■ **Document section**
···

Paterson scraps parking meter expansion, extra hour of enforcement

parking-meter

Under pressure from business owners and residents, the city council on Tuesday night scrapped a plan that would have required motorists in major thoroughfares to feed parking meters until 7 p.m. and expanded meters to several new streets.

The loudest opposition came from downtown Paterson business owners via the Greater Paterson Chamber of Commerce and Stoney Road section residents. The chamber opposed expanding enforcement by an hour when it came up for initial consideration. The proposal sought to force motorists to feed the meters until 7 p.m. – at present motorists do not have to insert quarters into the meters after 6 p.m.

Stoney Road residents opposed expansion of parking meters to McBride Avenue which as a small number of businesses. The proposal sought to place meters on McBride Avenue between Glover and Carlisle Avenues.

“This will drive out what little business we have left out,” said Anthony DeFranco, owner of De Franco’s Lock and Safe Company on McBride Avenue. “This will choke us.”

“They are going to come more into the side streets,” said resident Tony Fitzpatrick. “We live on dead end streets and there’s the river. They are going to come into our streets that are already jammed and people will lose any parking they have.”

Concepcion Ambert, whose home is located on the stretch of McBride Avenue, where the Paterson Parking Authority proposed to install the meters, said this will force him to feed the meters on Saturday.

“They should not be installing meters on McBride Avenue,” said Ambert. Ambert is not alone in opposing the meter expansion to McBride Avenue. 167 of his neighbors opposed the meter expansion through a petition that was submitted to the city.

Council president William McKoy told the Stoney Road residents the petition will be forwarded to the Paterson Parking Authority. The council president said the enforcement hour expansion will be permanently removed from the proposal.

McKoy said residential areas will also be eliminated in any future proposals that the parking authority presents to the council. He and his colleagues adamantly opposed installing meters on residential streets.

The council allowed the expansion and extra hour of enforcement plan die on the council’s floor. The parking authority is likely to revise its expansion plan and re-present it to the city council at a future date.

The rejected plan would have also resulted in more meters on Park Avenue, Market Street, Slater Street, Paterson Street, Veterans Place, Jackson Avenue, and Hine Street, according to city records.

“I don’t want a meter in front of my house,” said Debra Underwood, who lives on Keen Street.

···

■ **Data extract**
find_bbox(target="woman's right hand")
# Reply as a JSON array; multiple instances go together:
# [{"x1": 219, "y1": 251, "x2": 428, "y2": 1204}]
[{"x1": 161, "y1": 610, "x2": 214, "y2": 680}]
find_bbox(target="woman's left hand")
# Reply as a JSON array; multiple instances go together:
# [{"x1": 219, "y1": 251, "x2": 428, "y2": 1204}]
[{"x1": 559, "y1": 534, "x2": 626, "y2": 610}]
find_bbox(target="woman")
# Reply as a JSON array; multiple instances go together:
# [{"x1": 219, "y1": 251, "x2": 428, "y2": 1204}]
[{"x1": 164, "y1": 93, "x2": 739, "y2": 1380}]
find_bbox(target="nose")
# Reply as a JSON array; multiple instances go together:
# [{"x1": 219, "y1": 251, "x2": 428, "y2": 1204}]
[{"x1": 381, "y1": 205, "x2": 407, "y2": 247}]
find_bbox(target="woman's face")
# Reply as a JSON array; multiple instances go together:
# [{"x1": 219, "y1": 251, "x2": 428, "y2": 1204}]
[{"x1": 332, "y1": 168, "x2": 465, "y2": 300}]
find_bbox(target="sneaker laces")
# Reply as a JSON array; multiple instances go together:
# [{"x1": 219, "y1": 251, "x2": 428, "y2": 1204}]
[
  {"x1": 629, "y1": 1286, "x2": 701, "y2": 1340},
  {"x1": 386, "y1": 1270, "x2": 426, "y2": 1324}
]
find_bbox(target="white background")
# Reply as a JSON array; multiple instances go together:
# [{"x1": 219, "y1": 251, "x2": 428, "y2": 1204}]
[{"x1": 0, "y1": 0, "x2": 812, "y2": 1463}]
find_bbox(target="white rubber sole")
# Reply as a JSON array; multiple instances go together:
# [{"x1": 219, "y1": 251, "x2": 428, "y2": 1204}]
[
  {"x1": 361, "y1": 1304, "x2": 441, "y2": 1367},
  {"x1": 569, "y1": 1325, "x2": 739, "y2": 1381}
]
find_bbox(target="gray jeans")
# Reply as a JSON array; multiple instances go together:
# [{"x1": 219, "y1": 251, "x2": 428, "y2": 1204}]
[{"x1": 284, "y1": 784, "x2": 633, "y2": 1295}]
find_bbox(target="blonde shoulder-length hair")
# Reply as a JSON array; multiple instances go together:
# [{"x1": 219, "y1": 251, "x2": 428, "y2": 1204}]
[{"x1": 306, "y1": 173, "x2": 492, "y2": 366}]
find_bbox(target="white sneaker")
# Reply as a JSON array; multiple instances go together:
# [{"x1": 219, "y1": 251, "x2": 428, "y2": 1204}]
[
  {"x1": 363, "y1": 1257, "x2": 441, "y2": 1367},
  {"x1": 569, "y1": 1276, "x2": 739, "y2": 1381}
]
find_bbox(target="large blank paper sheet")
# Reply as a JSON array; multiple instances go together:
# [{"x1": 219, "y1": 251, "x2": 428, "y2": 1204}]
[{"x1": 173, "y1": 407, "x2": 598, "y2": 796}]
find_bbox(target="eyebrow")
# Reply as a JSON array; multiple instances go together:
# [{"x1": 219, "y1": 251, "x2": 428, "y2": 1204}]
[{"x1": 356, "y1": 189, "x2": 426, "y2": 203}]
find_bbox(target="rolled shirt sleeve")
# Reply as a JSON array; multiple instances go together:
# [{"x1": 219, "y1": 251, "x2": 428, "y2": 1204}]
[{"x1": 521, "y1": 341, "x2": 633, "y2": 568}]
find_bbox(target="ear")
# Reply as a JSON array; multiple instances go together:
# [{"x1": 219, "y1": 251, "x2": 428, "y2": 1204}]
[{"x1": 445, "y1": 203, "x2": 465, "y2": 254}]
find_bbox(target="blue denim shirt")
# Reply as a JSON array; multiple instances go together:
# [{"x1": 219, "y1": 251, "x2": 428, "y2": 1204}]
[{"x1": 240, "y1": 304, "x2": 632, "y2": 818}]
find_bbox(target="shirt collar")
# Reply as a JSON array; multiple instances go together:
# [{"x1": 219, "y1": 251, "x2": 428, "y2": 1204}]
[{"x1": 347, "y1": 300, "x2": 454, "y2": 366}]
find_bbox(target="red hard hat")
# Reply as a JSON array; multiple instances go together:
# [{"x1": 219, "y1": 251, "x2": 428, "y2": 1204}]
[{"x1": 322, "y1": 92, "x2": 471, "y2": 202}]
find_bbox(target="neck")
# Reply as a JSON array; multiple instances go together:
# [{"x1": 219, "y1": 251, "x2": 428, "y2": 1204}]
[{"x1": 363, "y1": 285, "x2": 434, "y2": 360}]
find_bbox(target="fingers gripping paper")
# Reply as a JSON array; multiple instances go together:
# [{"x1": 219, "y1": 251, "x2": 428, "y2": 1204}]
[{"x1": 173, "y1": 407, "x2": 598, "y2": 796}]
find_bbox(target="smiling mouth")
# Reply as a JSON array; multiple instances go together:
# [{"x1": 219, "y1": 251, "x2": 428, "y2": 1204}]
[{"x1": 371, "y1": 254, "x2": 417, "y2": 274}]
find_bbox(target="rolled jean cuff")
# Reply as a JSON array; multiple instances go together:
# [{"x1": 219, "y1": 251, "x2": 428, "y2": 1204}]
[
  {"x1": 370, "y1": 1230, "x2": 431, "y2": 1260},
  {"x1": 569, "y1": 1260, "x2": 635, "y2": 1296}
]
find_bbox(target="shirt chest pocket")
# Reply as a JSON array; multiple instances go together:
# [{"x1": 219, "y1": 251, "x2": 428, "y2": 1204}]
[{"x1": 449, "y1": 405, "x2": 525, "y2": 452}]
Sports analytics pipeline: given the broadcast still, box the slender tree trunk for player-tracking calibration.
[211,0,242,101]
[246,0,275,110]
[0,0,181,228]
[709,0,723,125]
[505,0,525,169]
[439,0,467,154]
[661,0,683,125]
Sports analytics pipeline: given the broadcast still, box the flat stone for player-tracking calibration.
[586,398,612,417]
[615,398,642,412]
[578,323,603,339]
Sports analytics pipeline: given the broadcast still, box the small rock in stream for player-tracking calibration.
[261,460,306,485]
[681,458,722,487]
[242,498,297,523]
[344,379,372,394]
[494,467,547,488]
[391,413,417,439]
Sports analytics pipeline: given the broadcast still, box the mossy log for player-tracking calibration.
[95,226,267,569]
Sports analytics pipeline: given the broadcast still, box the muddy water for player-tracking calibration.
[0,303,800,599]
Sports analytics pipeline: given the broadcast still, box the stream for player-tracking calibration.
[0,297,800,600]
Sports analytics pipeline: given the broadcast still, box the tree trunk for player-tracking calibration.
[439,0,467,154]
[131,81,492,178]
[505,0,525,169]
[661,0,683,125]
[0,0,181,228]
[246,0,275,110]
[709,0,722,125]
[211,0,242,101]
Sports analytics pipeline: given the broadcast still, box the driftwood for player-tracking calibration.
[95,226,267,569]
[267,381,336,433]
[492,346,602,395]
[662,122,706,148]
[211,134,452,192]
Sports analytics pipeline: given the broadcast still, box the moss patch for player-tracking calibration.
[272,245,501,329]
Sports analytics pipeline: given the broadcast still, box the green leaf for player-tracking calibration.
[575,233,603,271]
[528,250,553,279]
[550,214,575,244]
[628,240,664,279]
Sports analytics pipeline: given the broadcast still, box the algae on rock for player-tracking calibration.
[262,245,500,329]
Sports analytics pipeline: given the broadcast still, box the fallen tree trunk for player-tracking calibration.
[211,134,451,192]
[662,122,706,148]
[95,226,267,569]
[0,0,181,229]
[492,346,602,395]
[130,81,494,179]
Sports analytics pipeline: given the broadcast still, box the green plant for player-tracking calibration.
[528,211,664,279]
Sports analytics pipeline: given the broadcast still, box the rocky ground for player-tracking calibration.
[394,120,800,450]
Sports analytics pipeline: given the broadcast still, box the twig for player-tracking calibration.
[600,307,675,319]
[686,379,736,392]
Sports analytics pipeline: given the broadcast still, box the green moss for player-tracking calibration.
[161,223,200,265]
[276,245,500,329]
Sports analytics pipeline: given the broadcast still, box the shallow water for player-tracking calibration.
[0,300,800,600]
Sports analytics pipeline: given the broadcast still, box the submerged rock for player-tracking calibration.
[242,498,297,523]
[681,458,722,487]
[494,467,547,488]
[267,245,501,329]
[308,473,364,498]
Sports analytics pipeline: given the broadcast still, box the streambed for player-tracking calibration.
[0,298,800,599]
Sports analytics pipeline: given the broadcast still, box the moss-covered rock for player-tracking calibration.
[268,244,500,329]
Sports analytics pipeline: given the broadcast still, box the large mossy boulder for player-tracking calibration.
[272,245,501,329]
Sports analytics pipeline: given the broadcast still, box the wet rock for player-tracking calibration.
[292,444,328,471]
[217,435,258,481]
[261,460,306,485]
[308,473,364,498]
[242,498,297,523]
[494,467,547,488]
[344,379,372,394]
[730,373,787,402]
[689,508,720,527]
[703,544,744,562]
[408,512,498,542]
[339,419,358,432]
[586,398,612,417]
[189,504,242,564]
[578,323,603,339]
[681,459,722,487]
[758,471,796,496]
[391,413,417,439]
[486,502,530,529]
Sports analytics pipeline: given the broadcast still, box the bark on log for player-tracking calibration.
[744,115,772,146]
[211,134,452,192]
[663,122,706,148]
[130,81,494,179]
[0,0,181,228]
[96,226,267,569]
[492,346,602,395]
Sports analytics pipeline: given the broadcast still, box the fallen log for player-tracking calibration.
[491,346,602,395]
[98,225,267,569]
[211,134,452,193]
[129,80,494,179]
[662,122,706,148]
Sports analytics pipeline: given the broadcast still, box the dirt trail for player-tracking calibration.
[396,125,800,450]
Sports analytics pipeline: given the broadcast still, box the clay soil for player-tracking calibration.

···

■ **Problem**
Copy out, word for word, the stretch of the Paterson parking meter article from "Stoney Road residents opposed" through "meters on Saturday.".

■ **Exercise solution**
Stoney Road residents opposed expansion of parking meters to McBride Avenue which as a small number of businesses. The proposal sought to place meters on McBride Avenue between Glover and Carlisle Avenues.

“This will drive out what little business we have left out,” said Anthony DeFranco, owner of De Franco’s Lock and Safe Company on McBride Avenue. “This will choke us.”

“They are going to come more into the side streets,” said resident Tony Fitzpatrick. “We live on dead end streets and there’s the river. They are going to come into our streets that are already jammed and people will lose any parking they have.”

Concepcion Ambert, whose home is located on the stretch of McBride Avenue, where the Paterson Parking Authority proposed to install the meters, said this will force him to feed the meters on Saturday.